Work instruction 1:
Using the abstract on reasoning in musculoskeletal radiology below, explain in one to three sentences why the four multimodal models were evaluated.
Work instruction 2:
Decide whether each statement agrees with the musculoskeletal radiology abstract below. Answer yes or no and quote the deciding words of the abstract.
(a) On image-based tasks, the reasoning-capable models matched the radiologists' accuracy.
(b) The models' results were compared with those of two board-certified radiologists.
(c) Most image-based errors came from substituting an adjacent structure or from projection-related overlap.

Evaluating Reasoning Effect for LLMs: Prompt Sensitivity and Text-Image Based Performance in Musculoskeletal Radiology.
Authors
Affiliations (3)
Affiliations (3)
- Department of Radiology, Ankara 29 Mayis State Hospital, Ankara, Türkiye.
- Department of Radiology, Ankara Mamak State Hospital, Ankara, Türkiye.
- Department of Radiology, Kırıkkale Yüksek İhtisas Hospital, Kırıkkale, Türkiye.
Abstract
Multimodal large language models (LLMs) are increasingly applied in radiology, but the effect of reasoning capabilities across text- and image-based tasks remains unclear. We evaluated four multimodal LLMs-two non-reasoning (ChatGPT-4, Gemini 1.5 Pro) and two reasoning-capable (ChatGPT-5.1, Gemini 3)-using 50 text-based and 50 arrow-localized MSK radiographic anatomy questions, compared with two board-certified radiologists. Accuracy with 95% confidence intervals was calculated, and image-based errors were categorized. Reasoning-capable models outperformed non-reasoning models in text-based tasks, achieving near-ceiling accuracy (96% and 94%; all p≤0.008) with minimal prompt sensitivity. In image-based tasks, reasoning models performed better than non-reasoning models (70-72% vs 46-48%; p<0.001) but remained inferior to radiologists (88-90%). Errors were mainly adjacent-structure substitution and projection-related overlap. While reasoning enhances text-based performance and robustness, multimodal LLMs remain limited in fine-grained visual grounding and are best suited for supportive roles.

Given material:
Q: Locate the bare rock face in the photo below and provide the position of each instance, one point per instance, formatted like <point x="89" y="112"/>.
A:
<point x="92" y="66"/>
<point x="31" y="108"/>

Solution 1:
Multimodal large language models are increasingly used in radiology, but it is still unclear how their reasoning capabilities affect performance on text-based and image-based tasks. The study compared two non-reasoning models and two reasoning-capable models to examine that effect.

Solution 2:
(a) No: "but remained inferior to radiologists (88-90%)"
(b) Yes: "compared with two board-certified radiologists"
(c) Yes: "Errors were mainly adjacent-structure substitution and projection-related overlap"